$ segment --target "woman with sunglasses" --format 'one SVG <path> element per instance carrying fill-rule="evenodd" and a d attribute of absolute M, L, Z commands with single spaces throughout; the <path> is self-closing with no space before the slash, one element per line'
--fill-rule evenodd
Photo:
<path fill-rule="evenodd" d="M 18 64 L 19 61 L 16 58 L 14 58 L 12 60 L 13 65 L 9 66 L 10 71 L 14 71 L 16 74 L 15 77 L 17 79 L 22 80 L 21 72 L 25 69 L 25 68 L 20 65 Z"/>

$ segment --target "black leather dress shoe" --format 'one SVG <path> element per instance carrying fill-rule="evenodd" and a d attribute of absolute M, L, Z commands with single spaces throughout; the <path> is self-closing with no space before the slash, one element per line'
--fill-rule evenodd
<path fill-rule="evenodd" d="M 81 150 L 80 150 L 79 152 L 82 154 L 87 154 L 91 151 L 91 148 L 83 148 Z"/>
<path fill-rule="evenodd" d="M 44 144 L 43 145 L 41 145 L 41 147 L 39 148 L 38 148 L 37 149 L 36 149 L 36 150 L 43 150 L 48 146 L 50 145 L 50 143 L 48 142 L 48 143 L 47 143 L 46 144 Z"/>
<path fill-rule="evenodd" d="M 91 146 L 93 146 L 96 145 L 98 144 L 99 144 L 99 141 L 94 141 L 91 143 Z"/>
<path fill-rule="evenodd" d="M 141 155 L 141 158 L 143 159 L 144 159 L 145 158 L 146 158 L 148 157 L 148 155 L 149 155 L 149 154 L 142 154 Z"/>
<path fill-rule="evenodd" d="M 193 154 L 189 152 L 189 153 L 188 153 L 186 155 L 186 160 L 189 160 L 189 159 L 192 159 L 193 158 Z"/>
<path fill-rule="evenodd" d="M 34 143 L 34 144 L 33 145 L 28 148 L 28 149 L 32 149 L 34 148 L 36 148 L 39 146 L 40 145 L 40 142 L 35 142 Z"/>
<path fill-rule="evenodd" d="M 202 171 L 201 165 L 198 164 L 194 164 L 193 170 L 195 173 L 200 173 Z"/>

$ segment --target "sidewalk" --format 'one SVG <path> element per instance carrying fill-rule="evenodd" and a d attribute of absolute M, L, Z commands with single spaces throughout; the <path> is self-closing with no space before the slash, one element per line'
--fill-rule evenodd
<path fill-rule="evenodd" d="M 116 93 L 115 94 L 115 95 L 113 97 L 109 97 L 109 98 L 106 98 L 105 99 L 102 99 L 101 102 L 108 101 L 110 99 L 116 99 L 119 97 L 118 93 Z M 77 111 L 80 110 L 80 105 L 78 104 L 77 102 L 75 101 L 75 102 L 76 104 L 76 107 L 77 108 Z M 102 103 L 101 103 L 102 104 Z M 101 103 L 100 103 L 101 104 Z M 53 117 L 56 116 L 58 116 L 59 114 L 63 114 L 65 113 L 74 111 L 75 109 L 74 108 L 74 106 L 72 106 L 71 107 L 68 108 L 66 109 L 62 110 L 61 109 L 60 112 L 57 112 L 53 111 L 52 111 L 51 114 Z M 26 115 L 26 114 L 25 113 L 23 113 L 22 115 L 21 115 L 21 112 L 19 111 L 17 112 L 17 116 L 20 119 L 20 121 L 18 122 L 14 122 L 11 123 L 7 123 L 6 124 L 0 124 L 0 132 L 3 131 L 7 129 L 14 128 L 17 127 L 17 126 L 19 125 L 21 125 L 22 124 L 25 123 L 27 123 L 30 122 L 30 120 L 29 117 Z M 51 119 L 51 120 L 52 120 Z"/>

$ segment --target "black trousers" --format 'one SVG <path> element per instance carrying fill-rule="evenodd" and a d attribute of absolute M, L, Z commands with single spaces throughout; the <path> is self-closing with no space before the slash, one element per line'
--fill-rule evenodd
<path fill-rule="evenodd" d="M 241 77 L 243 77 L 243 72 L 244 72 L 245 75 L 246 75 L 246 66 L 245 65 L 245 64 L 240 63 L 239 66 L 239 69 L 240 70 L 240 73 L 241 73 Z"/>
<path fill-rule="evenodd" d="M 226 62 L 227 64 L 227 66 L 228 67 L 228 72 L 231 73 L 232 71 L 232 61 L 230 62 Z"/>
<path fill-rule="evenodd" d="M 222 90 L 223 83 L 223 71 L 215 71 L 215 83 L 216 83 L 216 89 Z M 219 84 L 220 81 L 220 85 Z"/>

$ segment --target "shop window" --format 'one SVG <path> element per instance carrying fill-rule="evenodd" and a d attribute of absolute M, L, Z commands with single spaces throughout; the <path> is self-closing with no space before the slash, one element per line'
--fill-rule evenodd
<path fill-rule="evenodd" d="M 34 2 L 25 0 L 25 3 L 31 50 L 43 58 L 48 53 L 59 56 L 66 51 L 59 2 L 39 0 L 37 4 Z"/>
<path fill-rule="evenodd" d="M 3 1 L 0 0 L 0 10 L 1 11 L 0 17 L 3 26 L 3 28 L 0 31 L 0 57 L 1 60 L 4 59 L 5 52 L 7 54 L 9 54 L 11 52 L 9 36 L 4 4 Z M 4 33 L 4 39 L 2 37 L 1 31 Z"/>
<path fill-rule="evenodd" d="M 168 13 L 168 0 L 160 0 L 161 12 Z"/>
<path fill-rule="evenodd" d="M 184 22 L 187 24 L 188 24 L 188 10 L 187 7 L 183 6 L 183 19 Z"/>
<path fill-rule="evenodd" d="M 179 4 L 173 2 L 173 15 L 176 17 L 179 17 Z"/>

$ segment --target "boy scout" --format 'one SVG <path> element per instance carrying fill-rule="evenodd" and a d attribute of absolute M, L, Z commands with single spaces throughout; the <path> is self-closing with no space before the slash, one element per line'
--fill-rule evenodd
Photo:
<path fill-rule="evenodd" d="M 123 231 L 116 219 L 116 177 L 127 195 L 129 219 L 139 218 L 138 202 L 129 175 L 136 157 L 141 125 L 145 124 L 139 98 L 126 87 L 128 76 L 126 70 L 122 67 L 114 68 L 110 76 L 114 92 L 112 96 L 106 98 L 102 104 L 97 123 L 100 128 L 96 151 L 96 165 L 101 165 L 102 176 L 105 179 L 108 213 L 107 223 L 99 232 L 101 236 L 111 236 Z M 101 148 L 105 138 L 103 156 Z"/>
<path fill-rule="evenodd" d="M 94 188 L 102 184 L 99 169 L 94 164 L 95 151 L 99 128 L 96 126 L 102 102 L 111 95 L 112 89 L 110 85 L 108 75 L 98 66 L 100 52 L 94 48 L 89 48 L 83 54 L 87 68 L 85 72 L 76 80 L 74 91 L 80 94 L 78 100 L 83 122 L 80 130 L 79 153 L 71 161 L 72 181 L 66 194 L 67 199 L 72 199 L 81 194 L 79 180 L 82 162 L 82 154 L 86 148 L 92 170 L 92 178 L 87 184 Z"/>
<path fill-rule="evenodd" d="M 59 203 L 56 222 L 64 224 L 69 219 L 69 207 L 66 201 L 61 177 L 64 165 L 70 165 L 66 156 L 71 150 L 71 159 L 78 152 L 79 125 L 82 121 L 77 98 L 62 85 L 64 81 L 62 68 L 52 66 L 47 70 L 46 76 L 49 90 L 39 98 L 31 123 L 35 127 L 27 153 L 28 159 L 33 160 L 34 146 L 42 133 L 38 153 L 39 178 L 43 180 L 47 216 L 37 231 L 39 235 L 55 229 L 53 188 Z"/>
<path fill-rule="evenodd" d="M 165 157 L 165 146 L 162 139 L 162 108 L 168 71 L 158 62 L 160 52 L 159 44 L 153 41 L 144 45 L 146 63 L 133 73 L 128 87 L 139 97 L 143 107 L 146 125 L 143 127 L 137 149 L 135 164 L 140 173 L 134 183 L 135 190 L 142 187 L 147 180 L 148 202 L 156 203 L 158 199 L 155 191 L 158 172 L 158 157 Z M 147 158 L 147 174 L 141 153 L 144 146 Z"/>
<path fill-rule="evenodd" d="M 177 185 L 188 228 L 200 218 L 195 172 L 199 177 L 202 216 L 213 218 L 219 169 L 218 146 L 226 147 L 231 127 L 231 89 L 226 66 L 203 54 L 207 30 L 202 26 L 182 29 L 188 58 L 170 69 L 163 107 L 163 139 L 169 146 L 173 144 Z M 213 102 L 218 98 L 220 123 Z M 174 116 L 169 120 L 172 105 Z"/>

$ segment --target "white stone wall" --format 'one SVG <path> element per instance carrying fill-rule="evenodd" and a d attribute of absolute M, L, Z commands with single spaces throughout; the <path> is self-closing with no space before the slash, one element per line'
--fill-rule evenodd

== What the task asks ==
Output everything from the very start of the material down to and including the line containing "18 64 L 19 61" as a JSON list of strings, one string per line, with blank lines dropped.

== Answer to the exercise ==
[
  "$ segment --target \"woman with sunglasses\" --format 'one SVG <path> element per instance carrying fill-rule=\"evenodd\" and a d attribute of absolute M, L, Z commands with single spaces throughout; the <path> is self-closing with no space before the slash, one element per line'",
  "--fill-rule evenodd",
  "Photo:",
  "<path fill-rule=\"evenodd\" d=\"M 18 64 L 19 61 L 16 58 L 14 58 L 12 60 L 13 65 L 9 66 L 10 71 L 14 71 L 16 74 L 15 77 L 17 79 L 22 80 L 21 72 L 25 69 L 25 68 L 20 65 Z\"/>"
]